Physisch zumindest. Nichts für Seele und Gemüt, nur das deprimierende Umfeld in der Okulu-Gasse, dem «Schulweg». Dort stand früher in dem damals noch zur Hälfte christlichen Istanbul ein armenisches Gymnasium. Maamuns Nachbarn in den anderen Kellern bieten mit ihrem stetigen Klagen und Jammern weder Trost noch Aufmunterung.
Fatih und Sevil bringen Nahrung und Evangelium
Einziges Lichtlein im Dunkel: das frisch getraute Baptistenpaar Fatih und Sevil. Sie kommen regelmässig in die schmierige Gasse, bringen Obst, das sich die Füchtlinge sonst nicht leisten können, Medikamente, Spielzeug und Kleidung für die Kinder. Und vor allem auch die Botschaft von Jesus, dem Helfer und Heiler. Zwar sind die meisten Syrienflüchtlinge Muslime. Doch sie sind unter dem areligiösen Regime der Diktatorenfamilie Assad aufgewachsen und ihrem Glauben so ziemlich entfremdet.
Maamun nimmt gern an seinem knapp bemessenen Feierabend das Neue Testament auf Arabisch zur Hand, das ihm die jungen Leute bei der Türkischen Bibelgesellschaft besorgt haben. Auch das illustrierte Handbüchlein «Temel Ilkeleriyle Hristiyanlik», herausgegeben gemeinsam von den evangelischen, katholischen und orthodoxen Kirchen der Türkei. Sevil, die aus Mardin nahe der syrischen Grenze kommt, hat diese «Grundlagen des Christentums» handschriftlich ins Arabische übersetzt.
Baptistische Tradition
Baptisten gab es in der Türkei schon einmal im 19. Jahrhundert, als der deutsche Schlosser August Liebig (1836-1914) als «Handwerkermissionar» auch in Kleinasien wirkte. Auf der Zwölften Bundeskonferenz der Baptisten, die 1882 in Altona bei Hamburg zusammenkam, wurden türkische Gemeindevertreter begrüsst.
Dann folgten in der Türkei Jahrzehnte der Christenverfolgung, -vertreibung und zuletzt noch -diskriminierung. Erst 2014 wagten sich die Baptisten als Türkiye Protestan Baptist Kilisereli Birligi wieder an die Öffentlichkeit. Die Sorge um Flüchtlinge aus Syrien – 3,5 Millionen in der ganzen Türkei – ist für sie ein Hauptanliegen geworden.

**AUFGABEN ZUR ÜBUNG:**
a. Geben Sie den Abschnitt der Datensätze, der mit der Zeile beginnt, die „Reviewer note: make sure every instance of the white laces“ enthält, und bis zum Ende der Datensätze reicht, erneut wieder und ersetzen Sie darin „Query“ durch „Search term“. Alles Übrige bleibt unverändert.
b. Führen Sie den Text über die Baptisten und die syrischen Flüchtlinge in Istanbul im Anschluss an seinen letzten Satz weiter.

**AUSZÜGE DER DATENSÄTZE:**

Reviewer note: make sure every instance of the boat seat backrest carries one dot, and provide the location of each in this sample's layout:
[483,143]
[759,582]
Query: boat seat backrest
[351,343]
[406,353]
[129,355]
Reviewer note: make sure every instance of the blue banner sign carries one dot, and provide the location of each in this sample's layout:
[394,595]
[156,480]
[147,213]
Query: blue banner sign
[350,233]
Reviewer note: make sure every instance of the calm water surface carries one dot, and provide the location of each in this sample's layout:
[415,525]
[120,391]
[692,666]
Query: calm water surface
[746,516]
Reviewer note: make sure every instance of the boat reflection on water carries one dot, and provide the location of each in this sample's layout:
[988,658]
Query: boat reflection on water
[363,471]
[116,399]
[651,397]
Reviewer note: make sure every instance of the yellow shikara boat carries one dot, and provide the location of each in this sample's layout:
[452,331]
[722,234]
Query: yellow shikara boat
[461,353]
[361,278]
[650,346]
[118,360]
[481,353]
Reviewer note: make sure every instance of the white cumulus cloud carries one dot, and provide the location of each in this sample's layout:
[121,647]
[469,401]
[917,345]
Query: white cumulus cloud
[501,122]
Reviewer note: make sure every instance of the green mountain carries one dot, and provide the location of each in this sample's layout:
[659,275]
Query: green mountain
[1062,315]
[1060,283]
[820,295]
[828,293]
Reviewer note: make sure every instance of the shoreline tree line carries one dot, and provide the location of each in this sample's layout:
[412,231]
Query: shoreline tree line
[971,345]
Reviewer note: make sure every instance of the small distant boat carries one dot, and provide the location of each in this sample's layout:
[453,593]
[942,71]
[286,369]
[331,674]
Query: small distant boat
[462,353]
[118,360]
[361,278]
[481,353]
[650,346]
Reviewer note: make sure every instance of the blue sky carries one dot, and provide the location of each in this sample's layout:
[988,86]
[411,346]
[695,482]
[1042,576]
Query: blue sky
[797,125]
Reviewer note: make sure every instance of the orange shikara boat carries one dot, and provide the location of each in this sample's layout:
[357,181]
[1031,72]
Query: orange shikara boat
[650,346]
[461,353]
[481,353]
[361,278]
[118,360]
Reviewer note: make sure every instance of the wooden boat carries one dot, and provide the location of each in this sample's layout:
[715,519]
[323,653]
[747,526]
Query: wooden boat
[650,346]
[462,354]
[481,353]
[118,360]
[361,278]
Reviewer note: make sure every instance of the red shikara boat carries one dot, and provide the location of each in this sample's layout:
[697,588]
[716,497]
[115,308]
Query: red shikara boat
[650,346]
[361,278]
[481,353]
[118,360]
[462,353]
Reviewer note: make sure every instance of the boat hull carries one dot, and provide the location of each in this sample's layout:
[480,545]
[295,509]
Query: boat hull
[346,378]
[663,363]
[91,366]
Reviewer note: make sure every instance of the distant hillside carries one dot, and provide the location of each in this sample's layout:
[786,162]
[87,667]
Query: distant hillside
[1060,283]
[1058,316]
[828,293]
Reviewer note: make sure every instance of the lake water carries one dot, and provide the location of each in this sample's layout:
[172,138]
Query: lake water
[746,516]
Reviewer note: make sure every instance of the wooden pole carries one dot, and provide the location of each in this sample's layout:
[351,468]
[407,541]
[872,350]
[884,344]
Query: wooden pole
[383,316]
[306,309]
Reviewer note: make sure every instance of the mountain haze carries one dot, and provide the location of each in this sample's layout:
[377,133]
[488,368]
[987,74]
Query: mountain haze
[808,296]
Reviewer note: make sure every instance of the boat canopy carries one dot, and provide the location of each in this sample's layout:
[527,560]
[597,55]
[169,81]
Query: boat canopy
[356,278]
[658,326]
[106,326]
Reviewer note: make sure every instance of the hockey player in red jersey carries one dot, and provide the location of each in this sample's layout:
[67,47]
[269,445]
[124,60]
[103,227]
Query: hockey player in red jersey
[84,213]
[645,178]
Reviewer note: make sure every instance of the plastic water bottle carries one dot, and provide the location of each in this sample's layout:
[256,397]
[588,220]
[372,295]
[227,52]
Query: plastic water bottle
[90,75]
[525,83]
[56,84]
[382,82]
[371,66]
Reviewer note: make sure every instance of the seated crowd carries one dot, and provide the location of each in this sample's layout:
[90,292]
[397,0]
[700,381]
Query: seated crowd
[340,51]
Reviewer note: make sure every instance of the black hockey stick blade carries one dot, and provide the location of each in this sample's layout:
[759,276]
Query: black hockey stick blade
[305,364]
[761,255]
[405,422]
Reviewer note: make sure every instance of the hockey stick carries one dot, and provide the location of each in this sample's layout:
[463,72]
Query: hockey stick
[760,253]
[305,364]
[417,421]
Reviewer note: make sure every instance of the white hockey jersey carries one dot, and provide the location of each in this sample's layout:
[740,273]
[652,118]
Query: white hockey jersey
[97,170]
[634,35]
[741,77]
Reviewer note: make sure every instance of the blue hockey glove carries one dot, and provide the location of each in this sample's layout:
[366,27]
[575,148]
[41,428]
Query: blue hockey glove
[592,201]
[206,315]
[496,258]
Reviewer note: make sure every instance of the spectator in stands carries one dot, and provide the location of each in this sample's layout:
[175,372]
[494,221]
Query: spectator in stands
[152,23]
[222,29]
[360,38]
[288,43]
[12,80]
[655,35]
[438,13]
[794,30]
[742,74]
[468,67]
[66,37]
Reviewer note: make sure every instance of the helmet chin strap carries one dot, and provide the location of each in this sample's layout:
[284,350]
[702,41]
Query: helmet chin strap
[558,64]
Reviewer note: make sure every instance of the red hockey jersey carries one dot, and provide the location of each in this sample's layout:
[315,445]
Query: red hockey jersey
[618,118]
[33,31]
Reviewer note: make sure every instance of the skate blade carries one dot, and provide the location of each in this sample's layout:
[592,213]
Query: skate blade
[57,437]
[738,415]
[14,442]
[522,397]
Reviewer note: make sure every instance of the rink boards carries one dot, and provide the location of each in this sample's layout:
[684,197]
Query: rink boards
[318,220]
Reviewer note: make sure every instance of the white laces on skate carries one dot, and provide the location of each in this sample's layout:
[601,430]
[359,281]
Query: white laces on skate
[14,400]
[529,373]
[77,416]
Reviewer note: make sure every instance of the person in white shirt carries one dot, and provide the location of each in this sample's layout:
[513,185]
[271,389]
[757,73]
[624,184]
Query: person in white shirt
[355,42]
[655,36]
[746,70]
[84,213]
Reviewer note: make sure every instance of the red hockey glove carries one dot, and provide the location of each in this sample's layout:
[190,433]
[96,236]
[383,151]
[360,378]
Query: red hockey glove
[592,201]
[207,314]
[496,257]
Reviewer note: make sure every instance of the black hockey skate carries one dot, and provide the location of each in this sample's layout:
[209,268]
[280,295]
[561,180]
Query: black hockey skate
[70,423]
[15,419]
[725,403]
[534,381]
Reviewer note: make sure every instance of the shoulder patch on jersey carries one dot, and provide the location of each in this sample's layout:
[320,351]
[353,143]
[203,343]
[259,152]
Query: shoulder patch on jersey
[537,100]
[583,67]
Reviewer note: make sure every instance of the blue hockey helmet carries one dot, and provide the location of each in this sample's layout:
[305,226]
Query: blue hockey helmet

**SCHRIFTLICHE ANTWORTEN:**
a.
Reviewer note: make sure every instance of the white laces on skate carries one dot, and provide the location of each in this sample's layout:
[601,430]
[359,281]
Search term: white laces on skate
[14,400]
[529,373]
[77,416]
Reviewer note: make sure every instance of the person in white shirt carries one dot, and provide the location of each in this sample's layout:
[513,185]
[271,389]
[757,73]
[624,184]
Search term: person in white shirt
[355,42]
[655,36]
[746,70]
[84,213]
Reviewer note: make sure every instance of the red hockey glove carries one dot, and provide the location of each in this sample's layout:
[190,433]
[96,236]
[383,151]
[360,378]
Search term: red hockey glove
[592,201]
[207,314]
[496,257]
Reviewer note: make sure every instance of the black hockey skate carries one dot, and provide the location of each in this sample's layout:
[209,268]
[280,295]
[561,180]
Search term: black hockey skate
[70,423]
[15,419]
[725,403]
[534,381]
Reviewer note: make sure every instance of the shoulder patch on jersey carries one dot, and provide the location of each in this sample's layout:
[320,351]
[353,143]
[203,343]
[259,152]
Search term: shoulder patch on jersey
[537,100]
[583,67]
Reviewer note: make sure every instance of the blue hockey helmet carries one dot, and provide the location of each in this sample's layout:
[305,226]
Search term: blue hockey helmet

b.
Plötzlich sind alle weg
Als jedoch Fatih und Sevil Anfang September zu ihren Schützlingen wollen, finden sie nur leere, in sichtlicher Hast verlassene Keller und dort «hafiyeler», Polizisten in Zivil. Mit bohrenden Fragen, wen sie suchen und was sie von ihnen wollen. Erst Stunden danach erfährt das Baptistenpaar im Fernsehen, dass alle syrischen Flüchtlinge aus Istanbul – an die 500'000 – in Lager der Osttürkei abtransportiert wurden.
Dort vegetiert das Gros ihrer Schicksalsgenossen schon seit Jahren dichtgedrängt in Zeltstädten, eingesperrt wie Häftlinge und von der Umwelt fast völlig abgeschnitten. Doch haben Bibeln und christliche Hilfspakete schon längst den Weg zu ihnen gefunden: 120 Beistandszellen konnten Baptisten, Pfingstgemeinden und andere Freikirchen in der Nähe der Lager oder mitten drin bilden.
Wiedersehen und hoffen auf Europa
Von der Baptistengemeinde in Samsun am Schwarzen Meer erfahren Fetih und Sevil, dass genau dort ein grosser Transport aus Istanbul angekommen ist. Das Ehepaar nimmt sich Urlaub und den Bus nach Samsun. Vertrauensleute im Lager Tekkeköy können Maamun und seine Familie ausfindig machen.
Am Lagertor sehen sie sich wieder. Die Syrienflüchtlinge kennen jetzt nur mehr eine einzige Hoffnung: das christliche Europa... Wird es sie aber aufnehmen?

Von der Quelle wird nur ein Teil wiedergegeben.